:: EXERCISE BRIEF ::
Restate all of the data exactly.

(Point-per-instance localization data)
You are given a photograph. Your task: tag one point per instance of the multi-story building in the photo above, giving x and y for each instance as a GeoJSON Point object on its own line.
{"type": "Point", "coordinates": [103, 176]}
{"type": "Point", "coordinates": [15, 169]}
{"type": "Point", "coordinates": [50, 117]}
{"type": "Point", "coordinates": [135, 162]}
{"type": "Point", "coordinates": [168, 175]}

:: ANSWER SPACE ::
You are given a photograph. Your task: tag one point per instance of the multi-story building in the photo above, giving x and y for each instance as a GeoJSON Point object on its own line.
{"type": "Point", "coordinates": [103, 176]}
{"type": "Point", "coordinates": [15, 169]}
{"type": "Point", "coordinates": [50, 117]}
{"type": "Point", "coordinates": [135, 162]}
{"type": "Point", "coordinates": [168, 175]}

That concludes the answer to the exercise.